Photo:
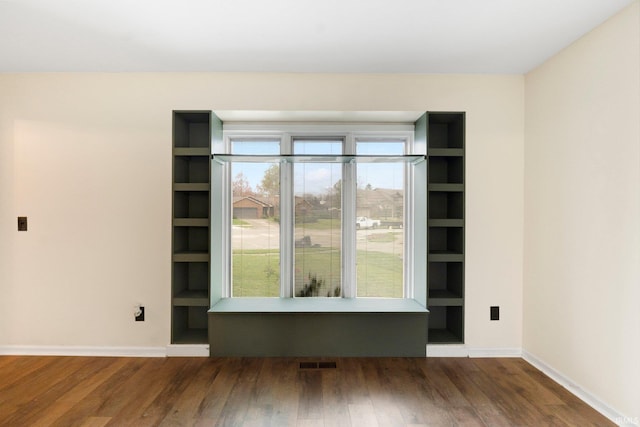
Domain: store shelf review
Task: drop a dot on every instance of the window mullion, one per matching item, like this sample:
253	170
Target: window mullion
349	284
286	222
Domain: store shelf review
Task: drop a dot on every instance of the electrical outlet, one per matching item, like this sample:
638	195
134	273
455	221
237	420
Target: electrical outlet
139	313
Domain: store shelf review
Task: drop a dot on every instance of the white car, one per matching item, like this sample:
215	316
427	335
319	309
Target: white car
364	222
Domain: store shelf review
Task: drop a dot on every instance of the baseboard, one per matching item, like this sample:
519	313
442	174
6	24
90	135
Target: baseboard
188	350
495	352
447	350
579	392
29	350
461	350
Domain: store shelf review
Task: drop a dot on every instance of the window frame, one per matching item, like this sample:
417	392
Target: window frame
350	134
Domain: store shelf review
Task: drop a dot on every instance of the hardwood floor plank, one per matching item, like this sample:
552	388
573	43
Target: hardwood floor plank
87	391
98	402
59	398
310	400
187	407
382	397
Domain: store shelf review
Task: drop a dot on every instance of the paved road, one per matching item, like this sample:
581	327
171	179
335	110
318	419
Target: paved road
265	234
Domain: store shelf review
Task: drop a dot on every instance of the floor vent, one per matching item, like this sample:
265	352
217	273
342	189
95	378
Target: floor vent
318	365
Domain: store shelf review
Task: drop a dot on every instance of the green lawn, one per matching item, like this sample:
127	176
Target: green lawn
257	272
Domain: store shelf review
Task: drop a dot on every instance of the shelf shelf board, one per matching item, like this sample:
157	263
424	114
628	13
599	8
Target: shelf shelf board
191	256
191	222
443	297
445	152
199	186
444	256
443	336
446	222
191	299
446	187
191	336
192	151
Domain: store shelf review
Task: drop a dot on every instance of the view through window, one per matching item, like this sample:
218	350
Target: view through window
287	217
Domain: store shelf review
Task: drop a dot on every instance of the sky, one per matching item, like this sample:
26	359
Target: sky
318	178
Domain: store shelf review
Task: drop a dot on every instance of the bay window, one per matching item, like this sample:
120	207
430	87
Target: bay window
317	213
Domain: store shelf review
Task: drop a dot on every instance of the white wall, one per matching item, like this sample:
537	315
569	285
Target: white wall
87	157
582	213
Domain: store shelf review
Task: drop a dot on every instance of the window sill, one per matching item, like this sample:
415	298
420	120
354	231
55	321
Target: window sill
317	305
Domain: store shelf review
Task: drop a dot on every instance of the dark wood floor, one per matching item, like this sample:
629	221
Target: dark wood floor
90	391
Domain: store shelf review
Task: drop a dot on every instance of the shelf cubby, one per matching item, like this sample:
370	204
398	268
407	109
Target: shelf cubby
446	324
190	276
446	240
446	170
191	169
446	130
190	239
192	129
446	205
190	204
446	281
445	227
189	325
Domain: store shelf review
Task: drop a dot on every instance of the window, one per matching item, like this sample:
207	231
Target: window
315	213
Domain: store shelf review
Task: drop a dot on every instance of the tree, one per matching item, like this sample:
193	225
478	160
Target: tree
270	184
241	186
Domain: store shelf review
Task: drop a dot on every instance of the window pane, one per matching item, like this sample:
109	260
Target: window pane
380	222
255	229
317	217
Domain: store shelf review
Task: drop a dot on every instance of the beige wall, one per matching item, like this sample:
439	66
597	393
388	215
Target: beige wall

◇ ◇ ◇ ◇ ◇ ◇ ◇

• _EXERCISE OBJECTIVE_:
Show each line from the rows above that contains the word "sill".

• _FULL OUTPUT_:
Task: drop a dot on every instance of the window sill, one per matching item, like this sample:
Target: window sill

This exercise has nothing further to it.